General principles applicable to the classification inherent in zoning ordinances are that: “[A] zoning ordinance enacted pursuant to a comprehensive plan of community development, ‘when reasonable in object and not arbitrary in operation, ’ will be sustained as a proper exercise of the police power; every intendment is in favor of its validity, and a court will not, ‘ except in a clear case of oppressive and arbitrary limitation, ’ interfere with the legislative discretion ; *336it is presumed to be adapted to promotion of the public health, safety, morals and general welfare; and though the court may differ with the zoning authorities as to the ‘ necessity or propriety’ of the regulation, so long as it remains a 1 question upon which reasonable minds might differ, ’ there will be no judicial interference with the municipality’s determination of policy.” (McCarthy v. City of Manhattan Beach (1953), 41 Cal.2d 879, 885-886 [264 P.2d 932] ; Clemons v. City of Los Angeles (1950), 36 Cal.2d 95, 98-99 [222 P.2d 439] ; see also “zoning,” 12 Cal.Jur. 10-Yr.Supp. pp. 166-168, §25,. and cases there cited.) “ [T]he establishment, as part of a comprehensive and systematic [zoning] plan, of districts devoted to strictly private residences or single family dwellings, from which are excluded business or multiple dwelling structures, is a legitimate exercise of the police power. [Citations.]” (Wilkins v City of San Bernardino (1946), 29 Cal.2d 332, 337-338 [171 P.2d 542] ; see also Miller v. Board of Public Works (1925), 195 Cal. 477, 490-491 [234 P. 371] ; Corporation of Presiding Bishop v. City of Porterville (1949), 90 Cal.App.2d 656, 659 [203 P.2d 823].)
It appears clear that the classification — as between private and public schools — attacked by petitioner in the ordinance here involved has not been shown to be such that reasonable .minds may not differ concerning it. The city of Piedmont, a small city with a total area of approximately 1152 acres and a population of less than 12,000, is an “island” entirely surrounded by the city of Oakland. In 1929 a comprehensive zoning ordinance was adopted, dividing the city into four zones designated as Zones A, B, C. and D, respectively. As amended in 1936, but prior to the time petitioner acquired its property here involved, section 3 of the ordinance provides that “No building . . . shall be erected ... in Zone ‘A’, which is . . . intended to be occupied or used for any purpose other than a single family dwelling, church, or public school under the jurisdiction of the Board of Education of the City of Piedmont ...” The zoning provision which thus bans private schools from the single family residential Zone A, was approved by a vote (3,408 to 1,285) of the electors of the city. . Zone A embraces approximately 1137.14 acres, including the land here involved upon which petitioner desires to construct and operate a private school. Such schools are permitted in the other three zones.

-.-.-

The problem:
List each court case that the passage on zoning ordinances above cites by name.

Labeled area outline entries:
-.-.-

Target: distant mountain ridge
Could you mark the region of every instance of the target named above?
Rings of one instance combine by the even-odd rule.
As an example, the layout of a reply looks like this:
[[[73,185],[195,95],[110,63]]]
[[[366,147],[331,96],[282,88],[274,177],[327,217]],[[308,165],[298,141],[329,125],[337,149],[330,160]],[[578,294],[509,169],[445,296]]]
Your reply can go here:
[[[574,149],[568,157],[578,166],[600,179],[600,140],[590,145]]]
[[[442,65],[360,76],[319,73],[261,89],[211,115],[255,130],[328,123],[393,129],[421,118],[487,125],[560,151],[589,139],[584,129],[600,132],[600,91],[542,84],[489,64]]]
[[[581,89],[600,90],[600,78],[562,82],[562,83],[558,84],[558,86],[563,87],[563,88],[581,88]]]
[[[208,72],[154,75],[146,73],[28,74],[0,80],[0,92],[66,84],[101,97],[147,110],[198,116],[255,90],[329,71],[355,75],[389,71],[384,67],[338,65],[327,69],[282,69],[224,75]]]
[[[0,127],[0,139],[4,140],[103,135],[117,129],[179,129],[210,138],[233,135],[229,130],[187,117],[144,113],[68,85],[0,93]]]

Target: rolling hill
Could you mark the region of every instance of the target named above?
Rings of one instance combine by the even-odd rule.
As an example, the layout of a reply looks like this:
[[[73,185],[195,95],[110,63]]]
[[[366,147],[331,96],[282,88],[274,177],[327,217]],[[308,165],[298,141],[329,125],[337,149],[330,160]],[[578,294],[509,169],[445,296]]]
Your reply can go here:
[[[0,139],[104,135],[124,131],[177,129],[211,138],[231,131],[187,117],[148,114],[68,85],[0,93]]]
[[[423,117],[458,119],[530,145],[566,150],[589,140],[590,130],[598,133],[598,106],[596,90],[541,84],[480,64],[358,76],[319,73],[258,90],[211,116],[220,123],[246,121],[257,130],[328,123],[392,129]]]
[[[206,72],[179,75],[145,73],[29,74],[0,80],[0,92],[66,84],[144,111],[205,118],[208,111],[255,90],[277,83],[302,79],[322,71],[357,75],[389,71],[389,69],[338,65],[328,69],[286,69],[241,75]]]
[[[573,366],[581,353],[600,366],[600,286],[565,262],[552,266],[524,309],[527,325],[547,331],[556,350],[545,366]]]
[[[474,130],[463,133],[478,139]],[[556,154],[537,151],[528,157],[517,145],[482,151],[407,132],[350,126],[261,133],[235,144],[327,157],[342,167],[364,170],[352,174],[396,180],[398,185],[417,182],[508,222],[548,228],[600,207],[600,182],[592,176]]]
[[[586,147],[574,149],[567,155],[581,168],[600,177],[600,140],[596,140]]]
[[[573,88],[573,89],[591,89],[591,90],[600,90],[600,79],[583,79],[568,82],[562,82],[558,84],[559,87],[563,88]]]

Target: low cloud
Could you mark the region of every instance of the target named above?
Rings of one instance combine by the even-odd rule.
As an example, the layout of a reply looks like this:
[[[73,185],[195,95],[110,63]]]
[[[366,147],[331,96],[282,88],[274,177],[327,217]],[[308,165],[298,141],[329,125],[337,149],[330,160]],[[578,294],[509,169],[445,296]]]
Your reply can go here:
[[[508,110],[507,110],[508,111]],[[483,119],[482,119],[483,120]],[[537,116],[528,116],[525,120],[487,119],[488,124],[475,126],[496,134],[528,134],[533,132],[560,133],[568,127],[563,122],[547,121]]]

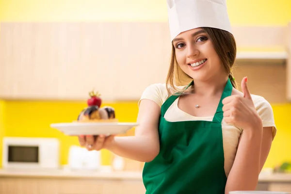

-.-.-

Exercise output:
McCarthy v. City of Manhattan Beach
Clemons v. City of Los Angeles
Wilkins v City of San Bernardino
Miller v. Board of Public Works
Corporation of Presiding Bishop v. City of Porterville